[Stored data]
◇ ◇ ◇ ◇ ◇ ◇ ◇

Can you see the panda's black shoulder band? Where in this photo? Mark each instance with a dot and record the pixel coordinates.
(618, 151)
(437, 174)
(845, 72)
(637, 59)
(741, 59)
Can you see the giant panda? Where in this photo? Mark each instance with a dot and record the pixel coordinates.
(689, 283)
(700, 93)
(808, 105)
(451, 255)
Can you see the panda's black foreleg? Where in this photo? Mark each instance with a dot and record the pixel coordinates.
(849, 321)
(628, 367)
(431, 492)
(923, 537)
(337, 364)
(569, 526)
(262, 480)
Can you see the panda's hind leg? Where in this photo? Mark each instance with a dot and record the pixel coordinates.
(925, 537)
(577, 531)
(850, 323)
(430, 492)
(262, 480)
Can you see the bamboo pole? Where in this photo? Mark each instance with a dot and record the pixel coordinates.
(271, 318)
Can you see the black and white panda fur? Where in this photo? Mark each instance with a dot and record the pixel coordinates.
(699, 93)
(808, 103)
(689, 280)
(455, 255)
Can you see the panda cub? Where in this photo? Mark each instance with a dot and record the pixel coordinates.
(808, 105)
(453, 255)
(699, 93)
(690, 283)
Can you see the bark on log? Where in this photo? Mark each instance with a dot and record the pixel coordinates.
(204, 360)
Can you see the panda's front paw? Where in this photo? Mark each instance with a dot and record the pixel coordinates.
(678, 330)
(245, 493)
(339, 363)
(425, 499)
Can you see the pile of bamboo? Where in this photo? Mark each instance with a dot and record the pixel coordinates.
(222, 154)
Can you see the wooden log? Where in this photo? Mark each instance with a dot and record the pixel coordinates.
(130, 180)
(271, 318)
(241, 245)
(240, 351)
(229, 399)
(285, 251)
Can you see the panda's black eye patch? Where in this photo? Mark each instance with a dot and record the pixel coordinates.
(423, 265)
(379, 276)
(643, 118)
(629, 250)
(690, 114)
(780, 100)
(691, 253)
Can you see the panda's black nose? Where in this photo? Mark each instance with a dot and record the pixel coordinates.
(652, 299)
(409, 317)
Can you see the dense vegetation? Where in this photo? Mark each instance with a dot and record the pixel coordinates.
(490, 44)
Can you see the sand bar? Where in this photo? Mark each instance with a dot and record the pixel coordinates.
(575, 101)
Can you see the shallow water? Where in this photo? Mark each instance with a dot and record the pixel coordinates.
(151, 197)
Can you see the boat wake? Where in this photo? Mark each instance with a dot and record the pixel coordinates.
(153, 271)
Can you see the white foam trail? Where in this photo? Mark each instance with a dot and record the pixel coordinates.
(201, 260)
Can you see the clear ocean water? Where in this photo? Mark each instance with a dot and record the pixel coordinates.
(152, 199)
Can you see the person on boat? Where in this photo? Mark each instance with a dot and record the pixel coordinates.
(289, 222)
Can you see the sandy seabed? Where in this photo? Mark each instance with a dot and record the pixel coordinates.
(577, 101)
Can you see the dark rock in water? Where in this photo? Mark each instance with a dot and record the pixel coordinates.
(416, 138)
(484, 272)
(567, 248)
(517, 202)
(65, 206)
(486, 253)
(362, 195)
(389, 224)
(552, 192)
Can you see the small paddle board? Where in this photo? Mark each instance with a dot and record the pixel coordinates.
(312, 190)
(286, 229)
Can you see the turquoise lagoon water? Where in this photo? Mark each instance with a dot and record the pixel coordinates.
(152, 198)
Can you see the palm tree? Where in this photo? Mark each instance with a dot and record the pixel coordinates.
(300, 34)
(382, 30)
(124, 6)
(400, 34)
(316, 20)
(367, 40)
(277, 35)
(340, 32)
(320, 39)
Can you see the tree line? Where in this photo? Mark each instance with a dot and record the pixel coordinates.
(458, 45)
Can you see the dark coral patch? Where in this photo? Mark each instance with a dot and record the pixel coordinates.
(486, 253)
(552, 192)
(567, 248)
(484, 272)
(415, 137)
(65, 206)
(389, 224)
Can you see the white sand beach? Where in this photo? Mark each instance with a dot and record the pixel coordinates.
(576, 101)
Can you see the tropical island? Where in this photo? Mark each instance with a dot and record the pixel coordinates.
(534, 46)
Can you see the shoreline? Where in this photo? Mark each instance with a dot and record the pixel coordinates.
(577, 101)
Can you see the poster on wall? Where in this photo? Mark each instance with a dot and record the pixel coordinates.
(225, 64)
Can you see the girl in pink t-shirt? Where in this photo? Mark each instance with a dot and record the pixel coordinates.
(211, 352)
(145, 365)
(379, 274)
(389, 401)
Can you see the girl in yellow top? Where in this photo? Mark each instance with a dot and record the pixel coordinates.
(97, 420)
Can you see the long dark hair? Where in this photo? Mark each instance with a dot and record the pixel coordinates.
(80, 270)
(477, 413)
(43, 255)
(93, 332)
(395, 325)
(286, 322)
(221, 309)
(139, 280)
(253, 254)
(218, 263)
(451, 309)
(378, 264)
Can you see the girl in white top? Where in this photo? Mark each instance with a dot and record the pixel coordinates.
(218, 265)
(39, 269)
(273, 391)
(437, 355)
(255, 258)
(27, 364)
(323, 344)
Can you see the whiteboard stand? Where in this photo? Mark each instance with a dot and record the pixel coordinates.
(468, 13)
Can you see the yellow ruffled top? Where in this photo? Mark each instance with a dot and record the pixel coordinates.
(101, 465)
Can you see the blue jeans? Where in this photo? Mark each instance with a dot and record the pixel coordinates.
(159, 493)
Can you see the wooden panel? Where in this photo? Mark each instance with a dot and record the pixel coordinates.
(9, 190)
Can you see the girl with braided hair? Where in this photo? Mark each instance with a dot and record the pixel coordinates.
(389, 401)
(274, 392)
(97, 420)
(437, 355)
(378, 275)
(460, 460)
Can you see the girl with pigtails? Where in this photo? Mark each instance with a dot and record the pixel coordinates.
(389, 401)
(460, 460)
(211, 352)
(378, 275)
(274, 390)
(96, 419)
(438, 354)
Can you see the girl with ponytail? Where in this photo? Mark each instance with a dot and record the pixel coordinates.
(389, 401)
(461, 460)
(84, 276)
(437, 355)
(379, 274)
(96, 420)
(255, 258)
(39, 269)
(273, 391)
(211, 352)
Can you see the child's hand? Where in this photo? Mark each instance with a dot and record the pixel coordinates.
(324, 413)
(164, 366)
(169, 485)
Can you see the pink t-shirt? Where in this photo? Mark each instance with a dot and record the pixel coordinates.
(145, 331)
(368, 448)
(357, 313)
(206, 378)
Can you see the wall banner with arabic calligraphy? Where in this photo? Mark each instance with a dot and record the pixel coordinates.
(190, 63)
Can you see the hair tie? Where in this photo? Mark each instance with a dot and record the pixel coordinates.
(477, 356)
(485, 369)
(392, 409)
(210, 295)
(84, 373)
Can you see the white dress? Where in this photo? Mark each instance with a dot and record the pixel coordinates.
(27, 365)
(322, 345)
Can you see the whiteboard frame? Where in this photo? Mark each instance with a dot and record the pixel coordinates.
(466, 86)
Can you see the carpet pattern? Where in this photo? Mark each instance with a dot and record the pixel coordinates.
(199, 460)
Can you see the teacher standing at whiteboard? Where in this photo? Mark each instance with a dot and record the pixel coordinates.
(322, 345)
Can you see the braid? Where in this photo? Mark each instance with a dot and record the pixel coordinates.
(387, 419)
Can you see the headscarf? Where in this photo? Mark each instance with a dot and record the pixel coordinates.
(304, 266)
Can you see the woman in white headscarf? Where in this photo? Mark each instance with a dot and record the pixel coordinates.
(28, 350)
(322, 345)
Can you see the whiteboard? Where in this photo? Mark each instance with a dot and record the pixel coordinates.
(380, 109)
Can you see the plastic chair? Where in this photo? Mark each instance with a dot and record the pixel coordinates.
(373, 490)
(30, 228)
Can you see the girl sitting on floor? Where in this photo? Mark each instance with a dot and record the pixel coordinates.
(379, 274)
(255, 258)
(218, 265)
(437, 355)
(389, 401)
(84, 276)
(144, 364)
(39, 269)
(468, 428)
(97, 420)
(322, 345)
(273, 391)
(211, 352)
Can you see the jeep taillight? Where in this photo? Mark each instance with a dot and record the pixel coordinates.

◇ ◇ ◇ ◇ ◇ ◇ ◇

[Work to do]
Write out only the final block of lines, starting at the line with "Can you see the hair" and running to the end of the material.

[Solution to this exercise]
Can you see the hair tie? Where in this photo? Mark each instance with a dot and record the pixel coordinates.
(477, 356)
(485, 369)
(392, 409)
(210, 295)
(84, 373)
Can you see the white dress? Where in this photo? Mark each instance with a dot and record the pixel coordinates.
(27, 365)
(322, 345)
Can you see the whiteboard frame? Where in this photo? Mark each instance with a dot and record the pixel coordinates.
(466, 86)
Can you see the carpet pattern? Where in this photo? Mark each instance with a dot and record the pixel coordinates.
(199, 460)
Can you see the teacher standing at whiteboard? Where in this photo? Mark each instance with a dot and record the pixel coordinates.
(322, 345)
Can you see the braid? Where in this photo? Mark each instance with a dot and record the pixel coordinates.
(387, 419)
Can you see the headscarf? Where in this photo? Mark each instance with a dot and record the pixel coordinates.
(304, 266)
Can you see the woman in white headscarf? Where in this photo? Mark each instance with a dot and record the pixel coordinates.
(28, 350)
(322, 345)
Can you see the whiteboard? Where in this photo? Mark each instance with a dot and record the pixel coordinates.
(380, 109)
Can you see the plastic chair? Where in this photo? Mark each instance with a dot and record the pixel coordinates.
(373, 490)
(30, 228)
Can you see the girl sitting on floor? Where in this photo? Mark each instance with a dot and record the pixel coordinates.
(379, 274)
(255, 258)
(218, 265)
(437, 355)
(389, 401)
(84, 276)
(144, 364)
(39, 269)
(468, 428)
(97, 420)
(322, 345)
(273, 391)
(211, 352)
Can you see the jeep taillight? Where in this photo? Mark each instance with a dot and record the pixel coordinates.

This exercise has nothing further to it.